++++ SELECTED TEXT

The Vojtěch Jarník International Mathematical Competition, held each year since 1991 in Ostrava, is named in his honor, as is Jarníkova Street in the Chodov district of Prague. A series of postage stamps published by Czechoslovakia in 1987 to honor the 125th anniversary of the Union of Czechoslovak mathematicians and physicists included one stamp featuring Jarník together with Joseph Petzval and Vincenc Strouhal.

A conference was held in Prague, in March 1998, to honor the centennial of his birth.

Since 2002, ceremonial Jarník's lecture is held every year at Faculty of Mathematics and Physics, Charles University, in a lecture hall named after him.

==Selected publications==
Jarník published 90 papers in mathematics, including:
- Jarník, Vojtěch (1923). "O číslech derivovaných funkcí jedné reálné proměnné". A function with unbounded variation in all intervals has a dense set of points where a Dini derivative is infinite.
- Jarník, Vojtěch (1926). "Über die Gitterpunkte auf konvexen Kurven". Tight bounds on the number of integer points on a convex curve, as a function of its length.
- Jarník, Vojtĕch. "Zur metrischen Theorie der diophantischen Approximationen". The badly-approximable numbers have Hausdorff dimension one.
- Jarník, Vojtĕch (1929). "Diophantische Approximationen und Hausdorffsches Maß". The well-approximable numbers have Hausdorff dimension less than one.
- Jarník, Vojtěch (1930). "O jistém problému minimálním. (Z dopisu panu O. Borůvkovi)". The original reference for Jarnik's algorithm for minimum spanning trees.
- Jarník, Vojtěch (1933). "Über die Differenzierbarkeit stetiger Funktionen". Generic functions have infinite Dini derivatives at almost all points.
- Jarník, Vojtěch (1934). "O minimálních grafech, obsahujících n daných bodů". The first serious treatment of the Steiner tree problem.

He was also the author of ten textbooks in Czech, on integral calculus, differential equations, and mathematical analysis. These books "became classics for several generations of students".

++++++++

**SET TASK 1:** Translate this sentence from the passage on Vojtěch Jarník into Spanish: "A conference was held in Prague, in March 1998, to honor the centennial of his birth."

++++ DATA SECTION

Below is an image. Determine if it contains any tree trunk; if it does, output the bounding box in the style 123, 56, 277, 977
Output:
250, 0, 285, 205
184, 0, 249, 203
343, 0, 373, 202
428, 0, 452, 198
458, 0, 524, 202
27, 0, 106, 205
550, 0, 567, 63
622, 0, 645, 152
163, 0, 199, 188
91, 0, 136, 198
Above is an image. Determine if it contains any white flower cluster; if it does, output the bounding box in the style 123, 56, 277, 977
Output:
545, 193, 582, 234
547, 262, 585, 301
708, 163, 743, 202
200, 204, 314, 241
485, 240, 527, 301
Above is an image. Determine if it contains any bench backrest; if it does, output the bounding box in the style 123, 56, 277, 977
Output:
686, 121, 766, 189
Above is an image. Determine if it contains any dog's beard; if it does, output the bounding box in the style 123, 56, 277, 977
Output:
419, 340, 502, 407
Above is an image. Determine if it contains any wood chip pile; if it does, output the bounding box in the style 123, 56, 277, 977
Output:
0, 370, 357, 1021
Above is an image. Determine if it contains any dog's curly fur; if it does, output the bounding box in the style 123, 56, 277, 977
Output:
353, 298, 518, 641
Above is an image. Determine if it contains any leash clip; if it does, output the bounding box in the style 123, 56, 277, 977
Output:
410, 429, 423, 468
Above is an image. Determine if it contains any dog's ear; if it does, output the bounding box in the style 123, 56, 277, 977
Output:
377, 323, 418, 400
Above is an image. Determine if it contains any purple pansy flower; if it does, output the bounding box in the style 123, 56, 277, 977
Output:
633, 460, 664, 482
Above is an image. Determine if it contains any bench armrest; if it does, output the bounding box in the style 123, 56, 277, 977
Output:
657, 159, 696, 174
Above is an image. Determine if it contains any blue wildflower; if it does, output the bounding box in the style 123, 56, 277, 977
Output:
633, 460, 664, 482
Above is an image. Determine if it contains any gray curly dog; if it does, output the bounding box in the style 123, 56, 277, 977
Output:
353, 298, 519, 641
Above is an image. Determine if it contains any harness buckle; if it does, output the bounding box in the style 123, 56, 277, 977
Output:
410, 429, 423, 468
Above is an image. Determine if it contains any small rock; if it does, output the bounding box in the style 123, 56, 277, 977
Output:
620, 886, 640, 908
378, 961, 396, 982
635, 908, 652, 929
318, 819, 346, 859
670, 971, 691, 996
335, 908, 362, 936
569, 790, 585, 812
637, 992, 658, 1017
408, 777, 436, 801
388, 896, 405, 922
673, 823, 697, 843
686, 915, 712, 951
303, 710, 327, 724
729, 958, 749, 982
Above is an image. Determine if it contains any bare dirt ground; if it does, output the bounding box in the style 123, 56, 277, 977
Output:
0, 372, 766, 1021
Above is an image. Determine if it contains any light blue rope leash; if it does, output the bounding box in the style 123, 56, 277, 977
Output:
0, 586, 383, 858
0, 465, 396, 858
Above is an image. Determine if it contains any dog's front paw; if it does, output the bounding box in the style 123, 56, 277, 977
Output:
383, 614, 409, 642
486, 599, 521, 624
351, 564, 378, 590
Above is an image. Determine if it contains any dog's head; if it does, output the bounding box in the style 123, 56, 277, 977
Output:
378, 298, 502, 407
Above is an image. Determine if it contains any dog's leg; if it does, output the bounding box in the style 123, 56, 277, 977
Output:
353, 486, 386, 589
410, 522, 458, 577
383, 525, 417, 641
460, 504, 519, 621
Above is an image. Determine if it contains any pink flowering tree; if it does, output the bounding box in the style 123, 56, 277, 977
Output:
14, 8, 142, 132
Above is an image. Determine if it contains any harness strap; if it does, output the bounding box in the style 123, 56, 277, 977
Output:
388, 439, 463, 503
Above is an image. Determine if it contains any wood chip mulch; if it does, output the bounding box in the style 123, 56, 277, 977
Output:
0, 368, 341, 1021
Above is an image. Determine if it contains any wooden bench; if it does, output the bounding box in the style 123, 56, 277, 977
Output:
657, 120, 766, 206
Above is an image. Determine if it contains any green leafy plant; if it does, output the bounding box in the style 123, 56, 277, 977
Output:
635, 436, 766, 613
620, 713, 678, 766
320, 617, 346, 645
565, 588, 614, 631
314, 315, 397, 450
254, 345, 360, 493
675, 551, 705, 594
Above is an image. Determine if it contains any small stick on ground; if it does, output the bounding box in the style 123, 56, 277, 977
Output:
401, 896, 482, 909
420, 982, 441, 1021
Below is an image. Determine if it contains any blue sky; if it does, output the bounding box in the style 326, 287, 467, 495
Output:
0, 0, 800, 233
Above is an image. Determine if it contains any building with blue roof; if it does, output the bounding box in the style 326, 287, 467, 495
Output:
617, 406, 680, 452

++++++++

**SET TASK 2:** Extract each line of the records above that contains the word "Below".

**WORKED SOLUTION 1:** Se celebró una conferencia en Praga, en marzo de 1998, para honrar el centenario de su nacimiento.

**WORKED SOLUTION 2:**
Below is an image. Determine if it contains any tree trunk; if it does, output the bounding box in the style 123, 56, 277, 977
Below is an image. Determine if it contains any blue sky; if it does, output the bounding box in the style 326, 287, 467, 495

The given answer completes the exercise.